Researchers say the US is undercounting COVID deaths. Now we have a tool to figure out why.

Researchers say the US is undercounting COVID deaths. Now we have a tool to figure out why.

New CDC data shows where COVID deaths are higher than publicly reported

Death rates among Native, Hispanic and Black Americans still outpace pre-pandemic figures, showing the hidden toll of COVID-19 on communities of color even as vaccines have become widely available, according to data released this week by the Centers for Disease Control and Prevention.

Consider the impact to Hispanic residents: In the first 10 months of 2021, before the typically deadly winter months, the death rate for Hispanic Americans was 17% higher than it was in all of 2019. That follows 2020, when the death rate was 40% higher than 2019.

It’s particularly bad in places like Albuquerque, New Mexico; Miami-Dade County, Florida; Jersey City, New Jersey; and New York City. All have had higher death rates for Hispanics during the pandemic than the national rate.

The new data, which provide cause of death information down to the county level for 2020 and January through October of this year, have more detail, more recently, on deaths during the pandemic than ever before.

Information included in the data – such as where someone died, what other causes of death were on the death certificate or whether a body was autopsied – can point to communities where COVID-19 deaths have been undercounted.

Public health experts say the true death toll of the pandemic in the U.S. is upwards of 20% higher than the official tally. That’s based on research showing that deaths attributed to COVID-19 do not account for all of the increased deaths in 2020 and 2021 when compared to prior years. Researchers call the number of deaths above a typical year “excess deaths.”

^^^^^^^^^^^^^^^^

Task A: List the places that the article on undercounted COVID deaths says have had higher Hispanic death rates during the pandemic than the national rate.
Task B: Extend the article on undercounted COVID deaths with a paragraph or two that begin after its last sentence.
The lines after the article on undercounted COVID deaths play no part in this.

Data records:

^^^^^^^^^^^^^^^^

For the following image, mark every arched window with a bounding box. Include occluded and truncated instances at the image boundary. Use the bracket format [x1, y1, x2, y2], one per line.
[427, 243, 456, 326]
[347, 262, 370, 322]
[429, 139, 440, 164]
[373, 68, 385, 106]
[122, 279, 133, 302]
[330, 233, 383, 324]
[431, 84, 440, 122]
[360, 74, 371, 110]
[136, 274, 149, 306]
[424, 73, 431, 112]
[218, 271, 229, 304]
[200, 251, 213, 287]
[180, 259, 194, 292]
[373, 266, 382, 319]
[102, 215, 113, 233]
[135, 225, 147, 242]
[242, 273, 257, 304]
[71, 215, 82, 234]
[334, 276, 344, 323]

^^^^^^^^^^^^^^^^

Written reply A: Albuquerque, New Mexico; Miami-Dade County, Florida; Jersey City, New Jersey; New York City

Written reply B:
That means the number of Americans who have died from the virus could be closer to 1 million, not the roughly 793,000 deaths officially recorded as of Wednesday.

But it’s been hard for researchers to figure out exactly how many COVID-19 deaths are going uncounted and why.

“We’ve almost certainly undercounted,” Dr. Bob Anderson, chief of mortality statistics for the CDC, said. “But if we want to really improve the data, we need to know a little more. We need to know where we’re missing cases.”

On Monday, the CDC released new data and a public tool that will bring researchers closer to understanding that.

The data could answer questions about what types of non-COVID deaths increased during the pandemic and which COVID-19 deaths have been misclassified as something else, such as a death from heart disease, stroke or a respiratory illness, said Andrew Stokes, an assistant professor of demography and sociology at Boston University’s Department of Global Health.

“In a public health emergency, real-time surveillance is critical,” Stokes said. “This data will be routinely updated with a two-to-four-week lag, and it also allows us to drill down to the county level and see how things are evolving locally. That is unprecedented compared to where we were at just a year ago.”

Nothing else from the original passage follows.